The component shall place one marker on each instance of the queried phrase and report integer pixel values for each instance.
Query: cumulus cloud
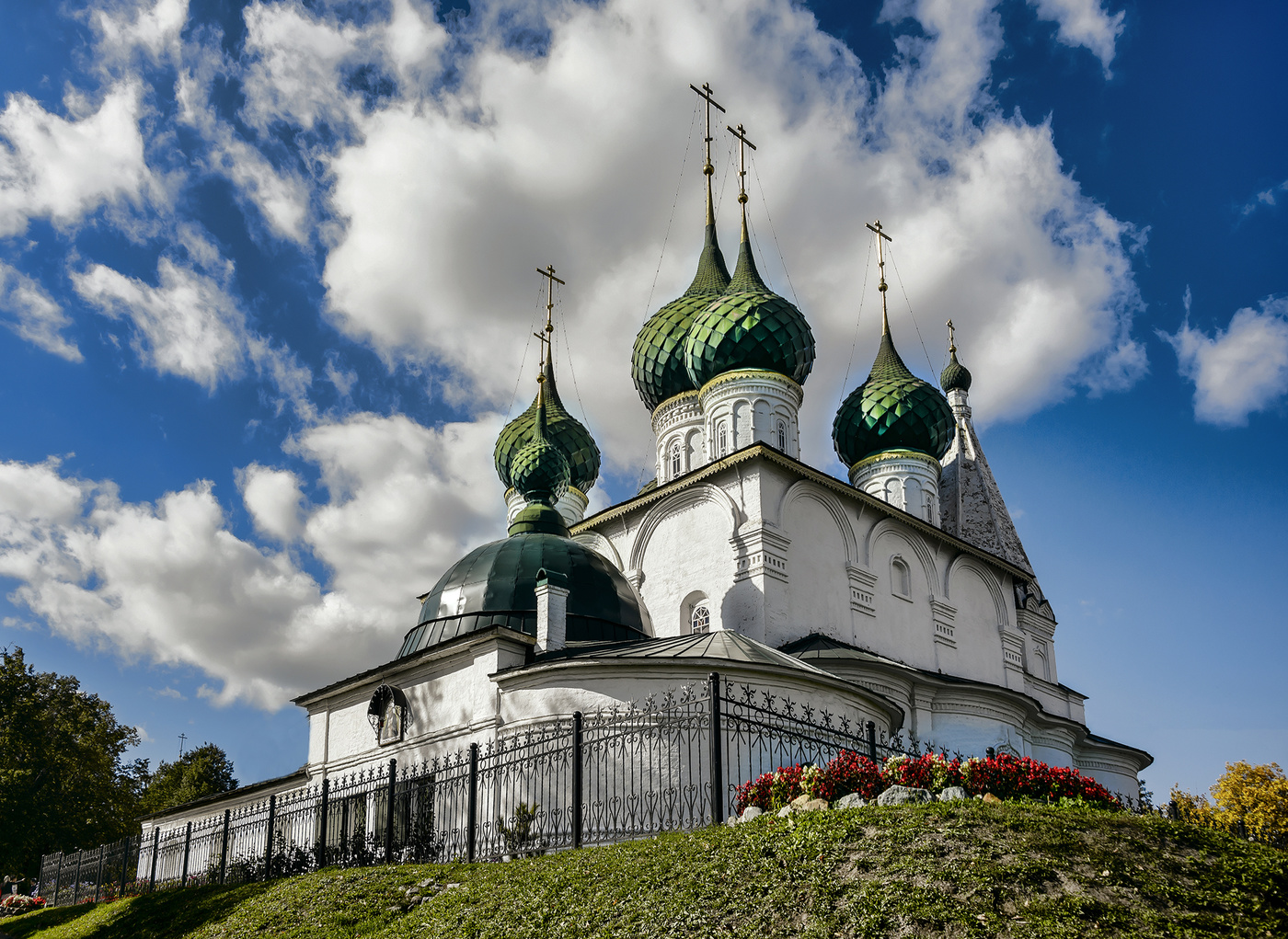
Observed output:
(34, 315)
(171, 582)
(1238, 370)
(61, 167)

■ What you should do:
Write out all of the rows above verbatim, omitting the picture.

■ Response to the exercise:
The component shall place one marker on each instance of the queried phrase and report integer pixel values for each instance.
Query: cumulus cloud
Observed output:
(34, 315)
(171, 582)
(1238, 370)
(61, 167)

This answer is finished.